▶ **Things to do**
(A) Reproduce the Western Cup thread from "Here are just" up to and including "and much more!!!!".
(B) Please summarize the Western Cup thread in two sentences.
(C) Answer these questions using the Western Cup thread:
(i) How much is the first-place payout?
(ii) Which hotel is the host hotel?
(iii) What will the Red Bull girls hand out?

▶ **Document segment**
========
# Western cup



## Kade (Jan 11, 2011)

That looks like a good shoot. 


Sent from my iPhone using Tapatalk


----------



## Kale (Jul 29, 2007)

should be a good one!


----------



## swiffer (Dec 5, 2008)

Here are just some of the prizes that will be givin away at the Western Cup!!!

Hoyt Target Bow
Doinker Stabilizers (alot of them)
Easton Arrows
SureLoc sight
Stan Releases
Carter Releases
Vortex Optics
Winners Choice Strings
Trophy Taker Rests
and much more!!!!
Oh yah there is also alot of $$$$$$$

www.westerncup.blogspot.com


----------



## swiffer (Dec 5, 2008)

Along with all the great prizes and cash. Red Bull girls will be handing out free cans of Red Bull, shirts and Decals.


----------



## swiffer (Dec 5, 2008)

$2000 first place payout!!!!!


----------



## swiffer (Dec 5, 2008)

For anyone needing a hotel, the host Hotel is

Travelodge Calgary South
9206 Macleod Trail South 
403-253-7070
Selected rooms are $89 per night

The info is on the website now


----------



## swiffer (Dec 5, 2008)

There is only one month until the shoot. Please pre register asap!!!!
www.westerncup.blogspot.com
or email
[email protected]


----------



## Brad HT (Dec 9, 2006)
========
▶ **Dataset rows**
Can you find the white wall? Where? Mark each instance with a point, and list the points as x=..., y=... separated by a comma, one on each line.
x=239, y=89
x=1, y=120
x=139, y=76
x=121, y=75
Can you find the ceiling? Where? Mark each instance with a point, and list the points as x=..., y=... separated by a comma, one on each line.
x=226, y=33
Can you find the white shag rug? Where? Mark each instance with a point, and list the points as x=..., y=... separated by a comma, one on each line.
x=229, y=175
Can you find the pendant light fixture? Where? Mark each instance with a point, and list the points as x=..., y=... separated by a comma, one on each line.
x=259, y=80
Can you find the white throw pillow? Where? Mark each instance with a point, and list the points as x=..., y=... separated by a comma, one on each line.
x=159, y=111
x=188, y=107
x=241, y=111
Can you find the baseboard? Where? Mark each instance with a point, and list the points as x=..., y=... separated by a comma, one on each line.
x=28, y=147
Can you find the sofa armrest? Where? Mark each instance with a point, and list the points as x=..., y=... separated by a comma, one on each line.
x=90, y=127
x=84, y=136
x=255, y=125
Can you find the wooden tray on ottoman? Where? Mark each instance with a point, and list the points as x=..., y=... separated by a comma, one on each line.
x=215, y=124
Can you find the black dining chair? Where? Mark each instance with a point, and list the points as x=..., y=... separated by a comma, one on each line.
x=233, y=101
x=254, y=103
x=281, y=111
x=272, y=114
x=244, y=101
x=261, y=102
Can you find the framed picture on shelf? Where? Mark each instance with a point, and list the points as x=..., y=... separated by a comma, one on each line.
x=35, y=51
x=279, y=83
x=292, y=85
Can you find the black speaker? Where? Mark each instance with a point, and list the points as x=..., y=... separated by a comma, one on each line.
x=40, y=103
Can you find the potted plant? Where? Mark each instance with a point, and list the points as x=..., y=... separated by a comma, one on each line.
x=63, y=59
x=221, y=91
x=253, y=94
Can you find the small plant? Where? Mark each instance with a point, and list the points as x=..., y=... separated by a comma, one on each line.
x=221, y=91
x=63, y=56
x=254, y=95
========
▶ **Outputs by task**
(A)
Here are just some of the prizes that will be givin away at the Western Cup!!!

Hoyt Target Bow
Doinker Stabilizers (alot of them)
Easton Arrows
SureLoc sight
Stan Releases
Carter Releases
Vortex Optics
Winners Choice Strings
Trophy Taker Rests
and much more!!!!

(B) Posters expect the Western Cup to be a good shoot, and one lists the prizes to be given away, among them a Hoyt target bow, Doinker stabilizers, Easton arrows and cash, with a $2000 first-place payout. The host hotel is the Travelodge Calgary South, where selected rooms cost $89 per night, and with only one month left until the shoot, people are asked to pre-register through the website or by email.

(C)
(i) $2000
(ii) Travelodge Calgary South
(iii) Free cans of Red Bull, shirts and decals